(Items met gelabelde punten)
○ ○ ○ ○

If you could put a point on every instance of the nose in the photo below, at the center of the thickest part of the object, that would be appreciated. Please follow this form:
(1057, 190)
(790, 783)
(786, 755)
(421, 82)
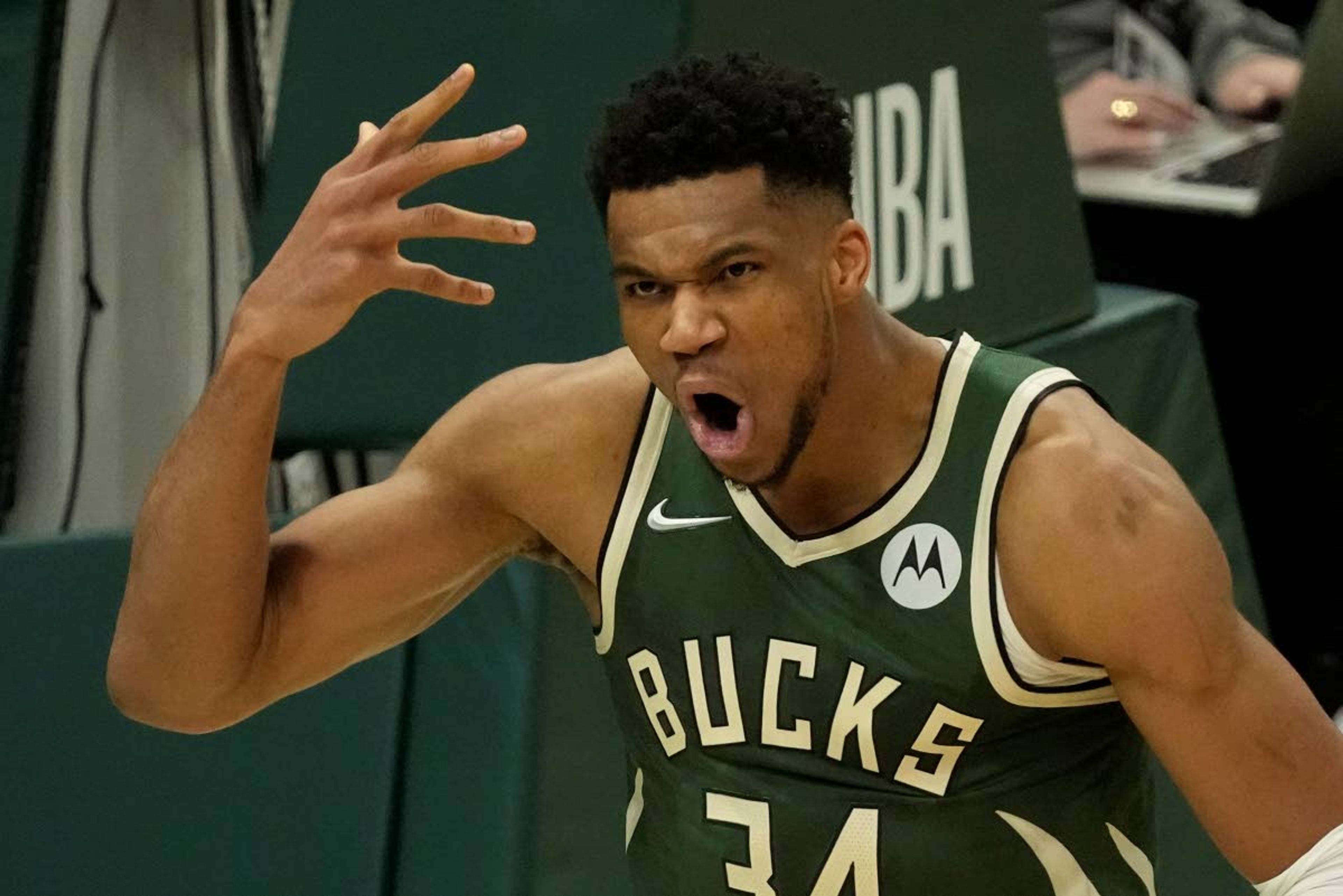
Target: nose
(694, 324)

○ ○ ○ ○

Doe dit:
Schrijf de regels van alle items hierboven letterlijk over, zonder de afbeeldingen.

Voltooide opdracht:
If you could put a point on every instance of the nose in the photo below, at the center of the thickest part of the object, that would be appreciated. Please follow this form:
(1057, 190)
(790, 783)
(786, 755)
(421, 82)
Target: nose
(694, 324)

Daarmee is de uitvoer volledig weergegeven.